=== Objective ===
Everything from the line holding "Target: shadow on tarmac" through the last line below must be repeated exactly, and nothing else.

Dataset records about object locations:
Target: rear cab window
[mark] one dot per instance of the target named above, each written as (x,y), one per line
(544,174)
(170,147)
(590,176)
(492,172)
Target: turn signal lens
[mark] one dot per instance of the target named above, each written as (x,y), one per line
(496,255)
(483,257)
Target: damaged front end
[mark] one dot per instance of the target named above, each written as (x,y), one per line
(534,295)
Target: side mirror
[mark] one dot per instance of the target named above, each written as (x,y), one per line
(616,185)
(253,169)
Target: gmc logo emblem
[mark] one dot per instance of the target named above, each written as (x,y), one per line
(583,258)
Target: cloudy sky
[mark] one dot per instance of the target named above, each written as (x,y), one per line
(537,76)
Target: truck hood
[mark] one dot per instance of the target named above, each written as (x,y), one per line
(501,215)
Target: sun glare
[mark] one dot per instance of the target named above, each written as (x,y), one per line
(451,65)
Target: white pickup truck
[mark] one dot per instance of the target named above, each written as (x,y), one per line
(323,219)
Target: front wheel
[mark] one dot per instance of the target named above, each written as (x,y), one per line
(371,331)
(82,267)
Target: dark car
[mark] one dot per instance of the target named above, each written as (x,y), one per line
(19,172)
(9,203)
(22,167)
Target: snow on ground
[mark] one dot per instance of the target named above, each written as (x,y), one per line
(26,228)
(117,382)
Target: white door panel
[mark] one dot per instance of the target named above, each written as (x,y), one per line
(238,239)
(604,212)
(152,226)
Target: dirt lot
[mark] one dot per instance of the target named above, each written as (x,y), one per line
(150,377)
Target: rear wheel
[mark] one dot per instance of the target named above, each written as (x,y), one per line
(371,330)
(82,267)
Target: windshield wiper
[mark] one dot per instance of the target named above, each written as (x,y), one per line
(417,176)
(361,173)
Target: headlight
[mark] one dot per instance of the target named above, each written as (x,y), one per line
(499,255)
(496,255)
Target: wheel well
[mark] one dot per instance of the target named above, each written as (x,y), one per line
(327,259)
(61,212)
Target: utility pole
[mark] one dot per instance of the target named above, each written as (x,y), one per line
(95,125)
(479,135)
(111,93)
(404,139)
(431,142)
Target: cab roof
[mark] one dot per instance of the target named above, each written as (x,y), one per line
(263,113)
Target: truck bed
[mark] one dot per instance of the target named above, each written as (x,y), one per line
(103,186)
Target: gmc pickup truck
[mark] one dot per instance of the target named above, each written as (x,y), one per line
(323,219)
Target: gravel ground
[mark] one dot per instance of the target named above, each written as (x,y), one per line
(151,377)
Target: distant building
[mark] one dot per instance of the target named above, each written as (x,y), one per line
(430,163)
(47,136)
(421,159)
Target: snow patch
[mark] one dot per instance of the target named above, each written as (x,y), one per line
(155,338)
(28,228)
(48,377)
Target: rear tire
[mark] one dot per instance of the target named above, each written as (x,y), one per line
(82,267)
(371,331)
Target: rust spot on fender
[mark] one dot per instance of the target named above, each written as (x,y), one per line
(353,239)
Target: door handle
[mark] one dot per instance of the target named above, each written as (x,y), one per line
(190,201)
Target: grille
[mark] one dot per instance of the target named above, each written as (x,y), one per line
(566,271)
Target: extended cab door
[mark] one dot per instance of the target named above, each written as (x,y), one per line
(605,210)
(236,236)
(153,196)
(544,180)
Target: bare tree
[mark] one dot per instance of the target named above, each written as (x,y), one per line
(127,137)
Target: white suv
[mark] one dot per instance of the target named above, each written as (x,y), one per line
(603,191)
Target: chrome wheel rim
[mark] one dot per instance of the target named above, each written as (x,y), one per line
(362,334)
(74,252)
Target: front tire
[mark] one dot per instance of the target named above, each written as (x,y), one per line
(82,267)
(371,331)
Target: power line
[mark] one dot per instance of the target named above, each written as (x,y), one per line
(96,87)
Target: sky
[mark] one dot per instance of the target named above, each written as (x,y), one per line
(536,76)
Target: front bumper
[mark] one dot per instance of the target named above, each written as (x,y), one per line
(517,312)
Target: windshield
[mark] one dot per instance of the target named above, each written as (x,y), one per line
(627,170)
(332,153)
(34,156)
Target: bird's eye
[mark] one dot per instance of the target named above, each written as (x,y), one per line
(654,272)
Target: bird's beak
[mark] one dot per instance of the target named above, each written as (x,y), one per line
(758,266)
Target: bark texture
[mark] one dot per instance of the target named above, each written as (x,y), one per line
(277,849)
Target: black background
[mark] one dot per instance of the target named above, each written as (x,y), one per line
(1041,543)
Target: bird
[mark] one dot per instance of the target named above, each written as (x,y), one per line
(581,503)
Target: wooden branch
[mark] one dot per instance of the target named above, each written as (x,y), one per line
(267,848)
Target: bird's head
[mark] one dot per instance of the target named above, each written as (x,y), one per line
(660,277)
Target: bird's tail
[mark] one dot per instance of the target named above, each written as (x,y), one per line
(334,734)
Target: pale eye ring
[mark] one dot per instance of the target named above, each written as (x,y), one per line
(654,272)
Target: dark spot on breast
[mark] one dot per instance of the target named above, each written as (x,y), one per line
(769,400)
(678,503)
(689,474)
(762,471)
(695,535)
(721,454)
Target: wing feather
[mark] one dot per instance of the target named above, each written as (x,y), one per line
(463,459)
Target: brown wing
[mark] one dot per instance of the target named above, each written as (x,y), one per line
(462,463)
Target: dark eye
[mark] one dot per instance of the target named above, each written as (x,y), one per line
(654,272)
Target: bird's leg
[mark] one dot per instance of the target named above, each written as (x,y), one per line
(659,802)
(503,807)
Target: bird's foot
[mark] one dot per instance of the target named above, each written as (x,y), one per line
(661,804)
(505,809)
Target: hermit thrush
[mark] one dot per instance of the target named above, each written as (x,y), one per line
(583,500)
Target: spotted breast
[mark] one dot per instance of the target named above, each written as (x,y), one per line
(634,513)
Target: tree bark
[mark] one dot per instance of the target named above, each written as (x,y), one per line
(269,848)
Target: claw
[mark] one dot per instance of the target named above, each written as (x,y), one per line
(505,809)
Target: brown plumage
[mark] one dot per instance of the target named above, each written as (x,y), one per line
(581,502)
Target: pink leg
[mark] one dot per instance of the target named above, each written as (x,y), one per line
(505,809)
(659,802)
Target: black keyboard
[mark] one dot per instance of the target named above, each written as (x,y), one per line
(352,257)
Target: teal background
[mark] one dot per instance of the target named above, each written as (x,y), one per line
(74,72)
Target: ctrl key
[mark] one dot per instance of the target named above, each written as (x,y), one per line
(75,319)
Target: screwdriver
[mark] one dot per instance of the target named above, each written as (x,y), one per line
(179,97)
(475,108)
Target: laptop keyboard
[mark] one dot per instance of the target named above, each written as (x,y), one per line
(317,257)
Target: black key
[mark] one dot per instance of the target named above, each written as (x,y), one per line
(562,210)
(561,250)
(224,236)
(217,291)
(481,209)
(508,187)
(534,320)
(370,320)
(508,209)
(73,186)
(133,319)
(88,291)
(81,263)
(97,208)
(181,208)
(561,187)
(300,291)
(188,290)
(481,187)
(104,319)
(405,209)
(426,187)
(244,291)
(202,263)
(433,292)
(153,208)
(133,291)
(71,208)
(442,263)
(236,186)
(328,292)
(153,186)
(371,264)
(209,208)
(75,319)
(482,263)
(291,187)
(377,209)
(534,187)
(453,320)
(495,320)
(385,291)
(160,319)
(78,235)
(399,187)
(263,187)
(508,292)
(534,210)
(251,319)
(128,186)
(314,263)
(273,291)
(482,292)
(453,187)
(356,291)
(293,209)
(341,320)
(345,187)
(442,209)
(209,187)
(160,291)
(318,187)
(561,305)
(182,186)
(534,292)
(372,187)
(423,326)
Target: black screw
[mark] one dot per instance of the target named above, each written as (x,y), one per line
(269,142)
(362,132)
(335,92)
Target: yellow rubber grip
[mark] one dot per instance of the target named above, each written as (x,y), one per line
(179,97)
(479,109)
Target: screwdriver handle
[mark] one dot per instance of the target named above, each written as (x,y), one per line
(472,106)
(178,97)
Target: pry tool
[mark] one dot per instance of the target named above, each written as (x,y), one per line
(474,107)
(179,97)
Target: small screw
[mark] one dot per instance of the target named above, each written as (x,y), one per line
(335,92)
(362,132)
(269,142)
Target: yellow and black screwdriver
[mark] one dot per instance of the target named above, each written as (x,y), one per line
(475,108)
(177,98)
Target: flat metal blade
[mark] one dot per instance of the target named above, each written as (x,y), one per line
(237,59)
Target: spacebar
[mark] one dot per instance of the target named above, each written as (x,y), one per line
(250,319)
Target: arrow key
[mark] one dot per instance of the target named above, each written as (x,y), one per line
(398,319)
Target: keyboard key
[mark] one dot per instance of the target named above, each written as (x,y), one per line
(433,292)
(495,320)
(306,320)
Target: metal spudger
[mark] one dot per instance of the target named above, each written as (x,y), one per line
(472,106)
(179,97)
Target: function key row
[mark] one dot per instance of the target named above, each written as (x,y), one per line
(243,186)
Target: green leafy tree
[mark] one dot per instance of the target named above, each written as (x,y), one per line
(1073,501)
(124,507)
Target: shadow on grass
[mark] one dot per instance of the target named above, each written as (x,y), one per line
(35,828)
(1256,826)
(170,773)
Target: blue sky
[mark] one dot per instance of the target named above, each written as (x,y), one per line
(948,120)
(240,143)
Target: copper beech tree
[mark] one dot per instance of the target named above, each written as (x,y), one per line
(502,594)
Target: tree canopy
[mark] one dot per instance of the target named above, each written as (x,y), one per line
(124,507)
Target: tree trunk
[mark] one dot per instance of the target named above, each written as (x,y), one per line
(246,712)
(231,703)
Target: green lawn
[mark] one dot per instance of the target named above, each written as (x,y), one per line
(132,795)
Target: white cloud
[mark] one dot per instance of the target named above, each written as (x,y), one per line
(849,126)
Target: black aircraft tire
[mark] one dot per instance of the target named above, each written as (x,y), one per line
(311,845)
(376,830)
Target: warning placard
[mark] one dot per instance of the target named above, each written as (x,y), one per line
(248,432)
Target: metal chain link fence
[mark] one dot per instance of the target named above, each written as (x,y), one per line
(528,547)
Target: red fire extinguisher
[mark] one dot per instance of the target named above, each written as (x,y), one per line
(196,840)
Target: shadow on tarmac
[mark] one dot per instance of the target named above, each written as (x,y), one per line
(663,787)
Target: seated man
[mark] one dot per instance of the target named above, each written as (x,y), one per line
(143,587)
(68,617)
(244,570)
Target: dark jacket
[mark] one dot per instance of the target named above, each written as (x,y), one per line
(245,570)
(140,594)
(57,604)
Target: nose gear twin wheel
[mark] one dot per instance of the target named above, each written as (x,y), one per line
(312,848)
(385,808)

=== Exercise solution ===
Target: shadow on tarmac
[mark] one dot per instance of the target named above, each written as (x,y), one per line
(663,787)
Target: seated man
[mark] one dot per instance of the target named above, each written as (x,y), one per line
(143,587)
(68,617)
(244,570)
Target: dark jacket
[mark] one dot per instance of the target named above, each written as (x,y), one per line
(245,570)
(140,594)
(57,604)
Target: nose gear twin wheel
[mark] one dot per instance of the target named above, each written as (x,y), one per line
(312,848)
(385,808)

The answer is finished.